*SELECTED EXTRACT*
To give an example, let’s look at STBVs. As we explained above, the TCA follows a positive list approach for STBVs (i.e. only listed activities are permitted).
So, one of the annexes to the TCA lists the activities STBVs can do, including attending meetings and trade fairs, conducting market research, providing after sales service, and acting as tour guides.
Despite the fact that the commitments in the TCA say that STBVs don’t need work permits nor do they need to satisfy an economic needs test, STBVs will do if they wish to go to Cyprus, Denmark and Croatia for any of the permitted activities, and for Austria for aftersales service.
For tourism personnel, the Annex says that in Cyprus, Poland and Spain this is ‘unbound’, which means those three countries make no commitments at all in respect of market access for UK providers (though this does not prevent them from granting mobility rights on the basis of their domestic law).
So, as this example shows, individual service providers will need to check what activities they are permitted to undertake where and under what forms of mobility by checking country-specific exceptions in the 200 or so pages of Annexes.
Will professional qualifications still be recognised?
Following the example of the EU-Canada agreement, the TCA does not facilitate the automatic mutual recognition of professional qualifications, calling instead for a conclusion of separate agreements by professional bodies.
This reflects the EU’s negotiating stance – the UK wanted an umbrella mutual recognition clause in the agreement itself which would have made the process of recognition more straightforward.
If the agreement operates in the way the Canada agreement does progress will be slow – so far only one draft proposal for mutual recognition of professional qualifications — on architecture — has been submitted to the EU-Canada Joint Committee.
There is one exception the UK succeeded in negotiating: a provision on home title legal services, enabling UK lawyers to practise under their title as solicitor or barrister, but again subject to several reservations. This is an important and significant concession.
Why are sectors like musicians complaining?
Prior to Brexit, musicians along with other artists such as dancers, directors and comedians could travel visa free into the EU. Under the terms of the TCA, they may not satisfy the criteria for mobility under Mode 4 either as STBVs or IPs.

*GIVEN RECORDS*
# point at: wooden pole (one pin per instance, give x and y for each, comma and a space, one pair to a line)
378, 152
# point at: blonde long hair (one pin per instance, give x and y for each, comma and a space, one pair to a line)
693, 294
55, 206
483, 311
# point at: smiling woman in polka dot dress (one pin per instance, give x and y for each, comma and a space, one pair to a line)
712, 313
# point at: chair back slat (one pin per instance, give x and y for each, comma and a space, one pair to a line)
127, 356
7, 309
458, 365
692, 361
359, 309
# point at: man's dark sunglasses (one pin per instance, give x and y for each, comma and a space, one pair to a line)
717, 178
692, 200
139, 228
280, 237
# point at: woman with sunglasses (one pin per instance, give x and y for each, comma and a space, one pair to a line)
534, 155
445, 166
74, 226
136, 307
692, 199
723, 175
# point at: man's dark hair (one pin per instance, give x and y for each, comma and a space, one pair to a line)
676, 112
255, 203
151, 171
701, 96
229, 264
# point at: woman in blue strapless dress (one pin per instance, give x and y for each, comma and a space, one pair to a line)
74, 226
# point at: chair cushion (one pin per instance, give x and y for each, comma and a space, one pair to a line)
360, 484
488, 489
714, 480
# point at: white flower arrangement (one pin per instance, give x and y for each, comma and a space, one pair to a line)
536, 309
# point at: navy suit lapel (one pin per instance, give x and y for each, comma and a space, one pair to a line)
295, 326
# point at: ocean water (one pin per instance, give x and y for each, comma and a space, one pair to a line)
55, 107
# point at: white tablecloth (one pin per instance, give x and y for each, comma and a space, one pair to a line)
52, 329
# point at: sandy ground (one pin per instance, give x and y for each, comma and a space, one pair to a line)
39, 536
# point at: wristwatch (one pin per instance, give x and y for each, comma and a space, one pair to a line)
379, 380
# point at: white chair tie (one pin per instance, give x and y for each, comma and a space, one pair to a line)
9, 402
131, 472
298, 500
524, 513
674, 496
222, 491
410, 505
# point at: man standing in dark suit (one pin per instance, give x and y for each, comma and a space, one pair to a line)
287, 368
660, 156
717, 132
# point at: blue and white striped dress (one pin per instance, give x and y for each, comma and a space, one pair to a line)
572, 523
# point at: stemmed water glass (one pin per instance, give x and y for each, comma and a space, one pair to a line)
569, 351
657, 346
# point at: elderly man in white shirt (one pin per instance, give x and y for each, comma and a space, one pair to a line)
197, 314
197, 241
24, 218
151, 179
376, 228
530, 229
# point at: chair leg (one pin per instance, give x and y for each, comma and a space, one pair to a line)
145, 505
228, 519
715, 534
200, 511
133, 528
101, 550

*BRIEF 1*
In the extract on the UK–EU trade agreement, which three countries list tourism personnel as "unbound"?
*BRIEF 2*
Write what comes next in the extract on the UK–EU trade agreement, starting after its final sentence.

*EXERCISE ANSWER 1*
Cyprus, Poland and Spain.

*EXERCISE ANSWER 2*
Therefore national law applies, which means they face additional costs and bureaucracy including paying for work permits and ensuring any equipment they need meets the new rules on haulage within the EU. As a result, they fear that they will be at a disadvantage to EU passport holders in terms of bookings for tours.
The additional paperwork and costs are particularly acute in this sector because many artists are self-employed and have less experience and capital in order to meet the new border requirements.
What will be the impact of the agreement on trade in services?
Under the TCA, mobility rights are essentially ‘Canada with a small plus’, the plus being over matters such as lawyers being able to use their home title.
The UK says it has got the benefits of the EU’s deal with Japan, with a little bit extra on legal services. These are ultimately trade agreements and thus focus exclusively on trade-related mobility.
Given the UK’s pledge to end free movement after Brexit, this is pretty much all that could have been expected. Services rules between the UK and the EU will be significantly more complex in the future and so far there has been little guidance from government on the detail of how the rules now operate.
There is provision to revise the services rules in the future but this may not happen in the near future given the current difficulties in relations between the UK and the EU.
By Professor Catherine Barnard, senior fellow at The UK in a Changing Europe and Dr Emilija Leinarte, University of Cambridge.